• [STATED GOAL] Rewrite each of the lines below, replacing "bounding box" with "rectangle" and leaving everything else unchanged. Omit the pictures from your answer.

• [GIVEN INFORMATION]
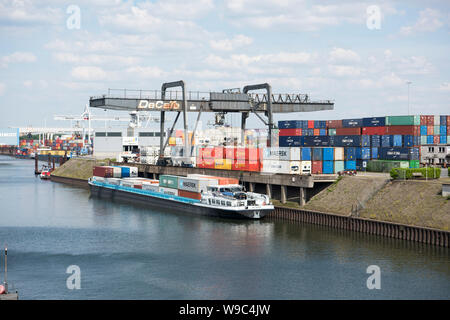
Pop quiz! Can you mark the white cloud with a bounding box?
[71,66,108,81]
[209,34,253,51]
[400,8,444,36]
[0,51,37,67]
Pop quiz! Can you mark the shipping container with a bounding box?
[159,187,178,196]
[327,120,342,129]
[386,116,420,126]
[362,117,386,127]
[336,127,361,136]
[311,161,322,174]
[159,175,178,189]
[338,119,363,127]
[322,161,334,174]
[334,160,345,173]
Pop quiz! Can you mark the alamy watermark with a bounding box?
[66,265,81,290]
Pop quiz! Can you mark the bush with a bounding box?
[390,167,441,179]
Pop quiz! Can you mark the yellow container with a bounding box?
[214,159,233,170]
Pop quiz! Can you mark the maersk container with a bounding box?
[334,160,345,173]
[322,148,334,161]
[362,117,386,127]
[330,135,361,147]
[392,134,403,147]
[371,135,381,148]
[334,147,345,161]
[279,136,303,147]
[403,135,417,147]
[344,160,356,170]
[159,175,178,189]
[381,135,392,148]
[302,136,330,147]
[386,116,420,126]
[300,147,312,161]
[371,148,378,160]
[313,148,323,161]
[361,147,371,160]
[342,119,363,128]
[420,126,427,136]
[322,161,334,174]
[262,147,300,161]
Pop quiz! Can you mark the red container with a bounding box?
[327,120,342,129]
[336,128,361,136]
[311,161,322,174]
[362,127,386,136]
[279,129,302,137]
[433,136,439,144]
[178,190,202,200]
[214,147,223,159]
[386,126,420,136]
[93,166,114,178]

• [WRITTEN SOLUTION]
Pop quiz! Can you mark the white cloud with a rectangle?
[71,66,108,81]
[209,34,253,51]
[400,8,444,36]
[0,51,37,67]
Pop quiz! Can you mark the shipping container with a rectangle?
[159,187,178,196]
[327,120,342,129]
[386,116,420,126]
[362,117,386,127]
[336,127,361,136]
[311,161,322,174]
[159,175,178,189]
[338,119,363,127]
[322,161,334,174]
[334,160,345,173]
Pop quiz! Can you mark the alamy watermark with a rectangle?
[66,265,81,290]
Pop quiz! Can you mark the bush with a rectangle?
[390,167,441,179]
Pop quiz! Can you mark the yellow container with a rectangle?
[214,159,233,170]
Pop quiz! Can you mark the maersk container with a rectangle?
[334,160,345,173]
[322,148,334,161]
[362,117,386,127]
[330,135,361,147]
[392,134,403,147]
[371,135,381,148]
[334,147,345,161]
[279,136,303,147]
[403,135,417,147]
[344,160,356,170]
[159,175,178,189]
[381,135,392,148]
[302,136,330,147]
[386,116,420,126]
[300,147,312,161]
[371,148,378,160]
[313,148,323,161]
[361,147,371,160]
[342,119,363,128]
[420,126,427,136]
[322,161,334,174]
[262,147,300,161]
Pop quiz! Can you mark the red container with a rectangle?
[327,120,342,129]
[336,128,361,136]
[311,161,322,174]
[362,127,386,136]
[279,129,302,137]
[433,136,439,144]
[178,190,202,200]
[214,147,223,159]
[386,126,420,136]
[93,166,114,178]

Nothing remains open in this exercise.